* [Task prompt] From the rows below, pull out every line that contains the word "pole". Case counts, so match the capitalization.
[Begin]
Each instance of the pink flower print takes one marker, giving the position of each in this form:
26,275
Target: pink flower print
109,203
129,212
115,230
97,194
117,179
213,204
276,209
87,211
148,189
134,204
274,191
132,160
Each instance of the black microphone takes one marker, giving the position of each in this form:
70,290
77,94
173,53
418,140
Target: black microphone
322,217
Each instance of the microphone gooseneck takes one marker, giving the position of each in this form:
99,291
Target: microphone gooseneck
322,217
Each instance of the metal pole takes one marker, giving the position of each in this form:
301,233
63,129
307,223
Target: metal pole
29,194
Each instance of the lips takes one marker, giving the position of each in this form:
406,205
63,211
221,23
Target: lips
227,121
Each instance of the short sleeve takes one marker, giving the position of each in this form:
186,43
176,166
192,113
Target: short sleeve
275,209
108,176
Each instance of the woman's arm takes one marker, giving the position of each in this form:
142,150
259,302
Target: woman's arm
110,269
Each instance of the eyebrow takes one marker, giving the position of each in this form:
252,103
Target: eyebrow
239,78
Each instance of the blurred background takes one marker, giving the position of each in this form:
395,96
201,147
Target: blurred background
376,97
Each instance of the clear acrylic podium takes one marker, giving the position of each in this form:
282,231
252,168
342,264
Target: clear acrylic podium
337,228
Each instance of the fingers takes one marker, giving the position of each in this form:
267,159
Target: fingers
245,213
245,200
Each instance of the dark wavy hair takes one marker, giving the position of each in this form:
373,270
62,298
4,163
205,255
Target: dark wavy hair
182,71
[End]
[Begin]
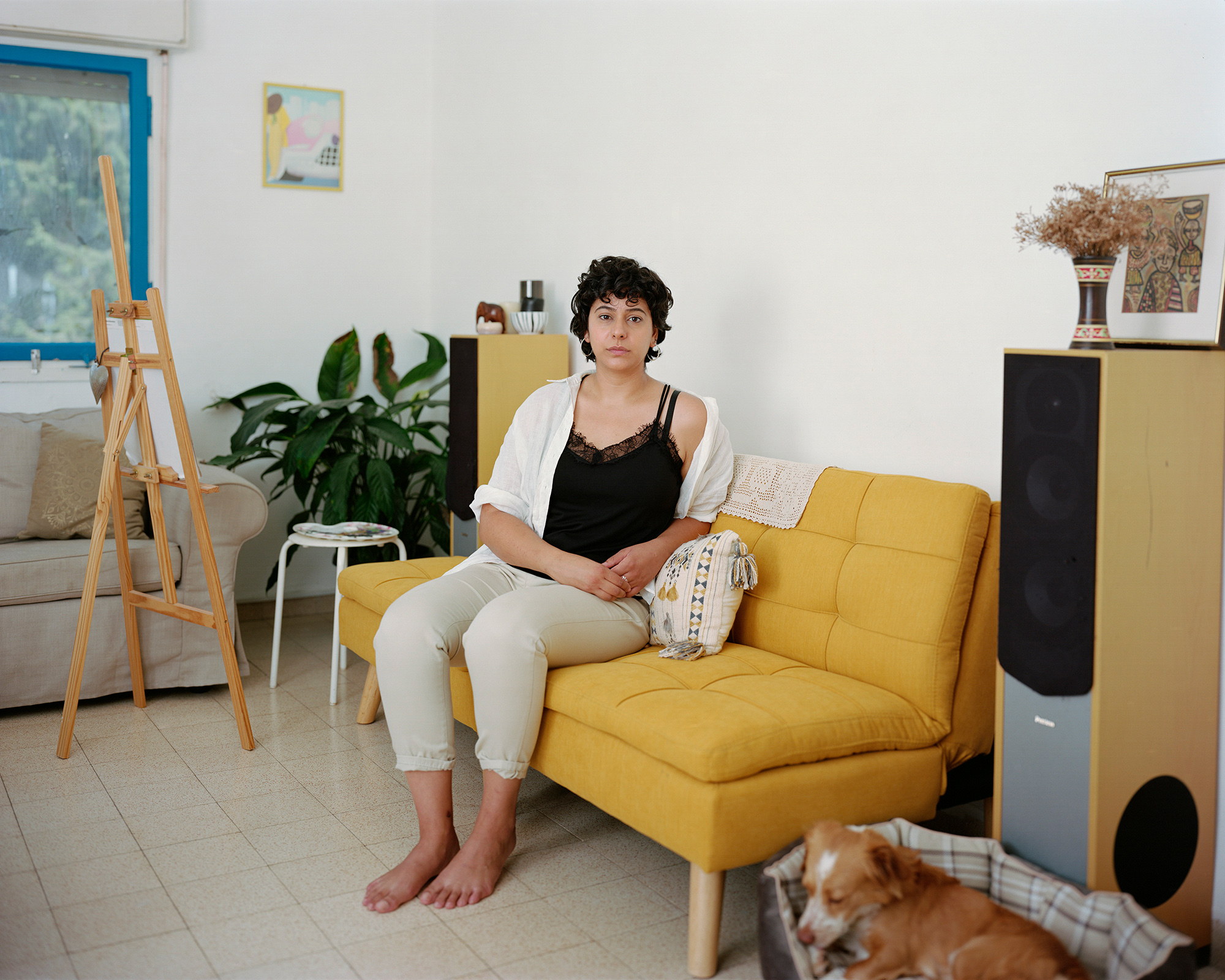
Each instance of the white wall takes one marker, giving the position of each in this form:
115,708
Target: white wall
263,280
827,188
[End]
* [Full response]
Each instance of the metal pole takes one marker, giving the position of each in this form:
Target: metal pole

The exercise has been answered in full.